## ABOUT THIS TASK
In the copy, include no images, and repeat each entry precisely as written.

##########

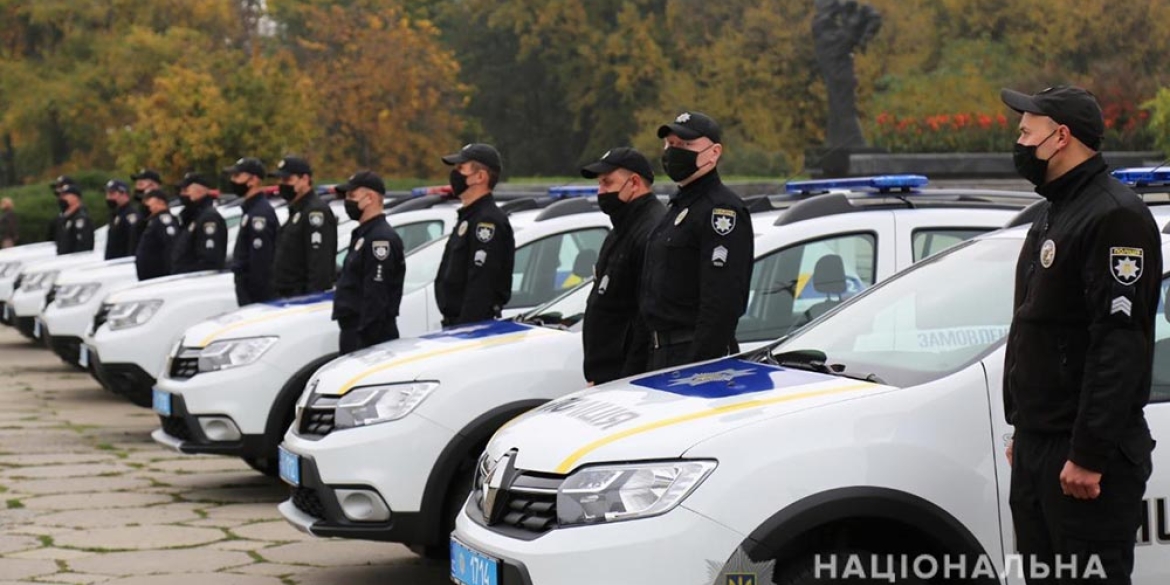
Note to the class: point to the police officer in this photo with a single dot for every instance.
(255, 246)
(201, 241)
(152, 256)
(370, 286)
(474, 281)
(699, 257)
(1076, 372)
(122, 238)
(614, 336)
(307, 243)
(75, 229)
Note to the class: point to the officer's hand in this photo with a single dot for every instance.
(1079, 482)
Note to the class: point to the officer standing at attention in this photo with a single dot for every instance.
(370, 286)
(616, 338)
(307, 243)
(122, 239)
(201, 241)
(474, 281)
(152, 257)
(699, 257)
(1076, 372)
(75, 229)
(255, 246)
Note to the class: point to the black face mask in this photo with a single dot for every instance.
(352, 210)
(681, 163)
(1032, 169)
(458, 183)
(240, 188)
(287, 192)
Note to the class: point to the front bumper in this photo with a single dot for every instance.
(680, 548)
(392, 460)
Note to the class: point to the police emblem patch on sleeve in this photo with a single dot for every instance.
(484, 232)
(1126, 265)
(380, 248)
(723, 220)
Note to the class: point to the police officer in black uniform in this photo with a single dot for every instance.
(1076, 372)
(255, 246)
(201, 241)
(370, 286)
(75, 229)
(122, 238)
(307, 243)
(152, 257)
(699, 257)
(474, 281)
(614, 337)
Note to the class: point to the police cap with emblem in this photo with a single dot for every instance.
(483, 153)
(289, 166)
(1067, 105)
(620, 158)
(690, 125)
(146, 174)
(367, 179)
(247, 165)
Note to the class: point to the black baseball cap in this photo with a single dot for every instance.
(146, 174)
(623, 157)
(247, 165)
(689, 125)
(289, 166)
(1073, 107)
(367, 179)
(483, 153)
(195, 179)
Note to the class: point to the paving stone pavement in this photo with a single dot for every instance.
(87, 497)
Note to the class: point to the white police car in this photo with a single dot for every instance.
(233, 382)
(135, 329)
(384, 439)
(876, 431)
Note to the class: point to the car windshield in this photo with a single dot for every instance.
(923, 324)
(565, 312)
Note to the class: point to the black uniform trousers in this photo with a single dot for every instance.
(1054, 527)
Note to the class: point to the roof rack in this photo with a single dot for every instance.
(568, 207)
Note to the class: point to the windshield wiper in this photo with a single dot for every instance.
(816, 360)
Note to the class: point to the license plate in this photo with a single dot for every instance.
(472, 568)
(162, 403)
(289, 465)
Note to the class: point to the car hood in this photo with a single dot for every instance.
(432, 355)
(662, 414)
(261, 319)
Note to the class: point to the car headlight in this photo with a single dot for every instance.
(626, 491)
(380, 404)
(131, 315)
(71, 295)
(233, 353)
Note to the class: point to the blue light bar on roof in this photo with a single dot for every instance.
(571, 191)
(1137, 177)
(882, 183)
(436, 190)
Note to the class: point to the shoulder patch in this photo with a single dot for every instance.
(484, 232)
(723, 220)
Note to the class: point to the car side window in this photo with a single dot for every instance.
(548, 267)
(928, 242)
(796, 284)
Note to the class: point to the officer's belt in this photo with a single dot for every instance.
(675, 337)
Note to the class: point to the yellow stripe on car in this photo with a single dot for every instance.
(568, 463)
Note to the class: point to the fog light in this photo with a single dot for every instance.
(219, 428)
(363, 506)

##########

## TASK OUTPUT
Note to the class: point to the police officer in this photo with a single dot for every instance.
(255, 246)
(201, 241)
(152, 256)
(370, 286)
(474, 281)
(699, 257)
(1076, 372)
(122, 238)
(614, 336)
(307, 243)
(75, 229)
Note to the class: point to the officer's hand in this photo with a single dot for every instance.
(1079, 482)
Note to the class: point to the officer standing at attention in this photo with a single dot for every instance.
(370, 286)
(616, 338)
(307, 243)
(122, 239)
(201, 241)
(474, 281)
(152, 257)
(699, 257)
(1076, 372)
(75, 229)
(255, 246)
Note to the class: point to the black face mask in this photo with a single dot for every instance.
(352, 210)
(681, 163)
(1032, 169)
(458, 183)
(240, 188)
(287, 192)
Note to the class: point to the front bumper in this photo with a single dot for every instance.
(680, 548)
(392, 460)
Note to the class: point to the police emblem patch on sleeve in this photo with a single dot for every instance.
(484, 232)
(1126, 265)
(380, 248)
(723, 220)
Note to the class: point to the police officer in black uniform in this photo with a single dot for every instance.
(1076, 372)
(255, 246)
(201, 241)
(370, 286)
(75, 229)
(122, 238)
(307, 243)
(152, 257)
(699, 257)
(474, 281)
(614, 337)
Note to the class: point to the police cap with emblem in this photo with a single dot for every instance.
(483, 153)
(289, 166)
(1067, 105)
(620, 158)
(690, 125)
(146, 174)
(367, 179)
(247, 165)
Note to the class: point to the black baseball cap in this photo with a single dot for every instance.
(146, 174)
(623, 157)
(247, 165)
(689, 125)
(289, 166)
(1073, 107)
(367, 179)
(483, 153)
(195, 179)
Note to the class: point to the paving stone pavement in this photo with a single dot for every instance.
(87, 497)
Note to the class: point to the white police car in this photo with a single dot for every instance.
(233, 382)
(135, 329)
(384, 439)
(876, 431)
Note to the class: point to the car windshield in this photo with a single dot for every instance.
(923, 324)
(565, 312)
Note to the class: point to the black uniform trousers in this photo with a single dot for every instance.
(1054, 527)
Note to the class: point to the roof rack in this photo with a single dot for every instance.
(568, 207)
Note to the class: point to the windshield wiper in this photo with a single dot for every instance.
(816, 360)
Note to the class: point to the license plate in this photo with a single dot for every instance.
(472, 568)
(162, 403)
(289, 465)
Note to the class: point to the car hood in this photo with a single dot for every instance.
(432, 355)
(662, 414)
(261, 319)
Note to the class: point to the car headlight in this photo with a single dot for every instance.
(626, 491)
(380, 404)
(131, 315)
(71, 295)
(233, 353)
Note to the class: point to the blue light bar on roof in this photo with a single dot for every instance.
(571, 191)
(1137, 177)
(882, 183)
(436, 190)
Note to the class: point to the shoulder patch in this photo with a single dot for every instance.
(484, 232)
(723, 220)
Note to the class: point to the car side window in this photo with a single dot for every instance.
(548, 267)
(928, 242)
(796, 284)
Note to the class: point to the officer's belt in this photo with a single dot for every instance.
(675, 337)
Note to the class: point to the yellow stripe on car in this photo with a single dot for every instance.
(568, 463)
Note to the class: point to the fog light in this photo with a single dot for every instance.
(219, 428)
(363, 506)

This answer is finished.